# Syntaxdiagramm erstellen



## canyakan95 (27. Mai 2015)

Hallo kann einer mir hier vllt helfen und zeigen wie man einen Syntaxdiagramm hinbekommt(zeichnet).
Ich kann zwar die Basics habe aber probleme dabei was komplexes zu zeichnen.

Hier die Beschreibung: 
– Ein Wort darf nur die folgenden Buchstaben enthalten: a b
– Ein Wort darf nur die folgenden Sonderzeichen enthalten: * #
– Zwei Sonderzeichen dürfen nicht unmittelbar aufeinander folgen.
– Die Buchstaben und das Sonderzeichen # dürfen beliebig häufig auftreten.
– Das Sonderzeichen * muss genau einmal im Text auftreten.

Gestellte Aufgabe: Führe den Forenbeitrag zum Syntaxdiagramm im Anschluss an seinen letzten Satz weiter. Die anschließenden Zeilen werden hierfür nicht gebraucht.

Rohe Zeilen:
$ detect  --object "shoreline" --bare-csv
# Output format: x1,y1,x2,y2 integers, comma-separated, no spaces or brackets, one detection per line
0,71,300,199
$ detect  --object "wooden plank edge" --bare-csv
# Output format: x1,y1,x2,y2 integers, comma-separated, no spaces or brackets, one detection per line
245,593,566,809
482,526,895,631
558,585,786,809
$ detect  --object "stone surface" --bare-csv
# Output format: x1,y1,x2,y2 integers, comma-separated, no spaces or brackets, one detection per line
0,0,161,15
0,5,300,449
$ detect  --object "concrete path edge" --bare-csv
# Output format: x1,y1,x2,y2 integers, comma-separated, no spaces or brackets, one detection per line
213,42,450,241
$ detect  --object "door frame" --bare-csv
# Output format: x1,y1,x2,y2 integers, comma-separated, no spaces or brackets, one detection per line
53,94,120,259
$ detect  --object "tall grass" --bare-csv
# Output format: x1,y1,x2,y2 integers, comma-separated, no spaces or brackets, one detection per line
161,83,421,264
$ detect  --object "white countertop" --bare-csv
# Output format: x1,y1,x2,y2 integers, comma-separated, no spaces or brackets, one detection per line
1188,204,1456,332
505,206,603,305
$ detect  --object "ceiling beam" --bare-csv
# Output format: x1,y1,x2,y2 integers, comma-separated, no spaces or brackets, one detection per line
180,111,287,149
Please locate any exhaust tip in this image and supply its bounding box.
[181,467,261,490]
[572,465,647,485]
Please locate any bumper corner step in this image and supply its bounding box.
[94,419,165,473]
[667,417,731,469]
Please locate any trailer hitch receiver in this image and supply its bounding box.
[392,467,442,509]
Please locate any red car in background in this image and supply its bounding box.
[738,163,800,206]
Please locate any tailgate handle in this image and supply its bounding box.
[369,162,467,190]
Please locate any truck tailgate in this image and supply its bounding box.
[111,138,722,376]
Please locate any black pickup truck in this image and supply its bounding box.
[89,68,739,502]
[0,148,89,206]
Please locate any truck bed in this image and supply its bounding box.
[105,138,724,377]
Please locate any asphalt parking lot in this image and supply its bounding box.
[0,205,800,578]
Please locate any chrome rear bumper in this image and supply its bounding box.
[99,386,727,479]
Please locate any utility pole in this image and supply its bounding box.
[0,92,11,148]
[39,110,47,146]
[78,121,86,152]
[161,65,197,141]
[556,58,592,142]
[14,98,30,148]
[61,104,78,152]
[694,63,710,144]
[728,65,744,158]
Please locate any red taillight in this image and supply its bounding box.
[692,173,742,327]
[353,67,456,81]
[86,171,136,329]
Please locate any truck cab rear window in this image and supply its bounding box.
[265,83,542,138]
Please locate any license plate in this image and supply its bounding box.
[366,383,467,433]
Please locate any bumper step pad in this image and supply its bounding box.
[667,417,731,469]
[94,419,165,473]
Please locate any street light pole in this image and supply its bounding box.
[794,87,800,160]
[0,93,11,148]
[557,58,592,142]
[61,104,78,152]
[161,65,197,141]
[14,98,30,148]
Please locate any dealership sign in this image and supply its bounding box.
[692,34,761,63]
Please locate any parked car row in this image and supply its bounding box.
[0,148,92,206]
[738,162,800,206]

Die Antwort:
– Das Sonderzeichen # darf nur vor dem Sonderzeichen * auftreten.
– Die Sonderzeichen dürfen nicht am Anfang oder Ende eines Wortes auftreten.

Mfg


----------



## Joose (28. Mai 2015)

Dann zeige uns doch deinen Ansatz.
Jeder Punkt für sich lässt sich mit den Basics einfach darstellen 

Das schwierige wird dann nur die Verknüpfung der einzelnen Punkte hinzubekommen.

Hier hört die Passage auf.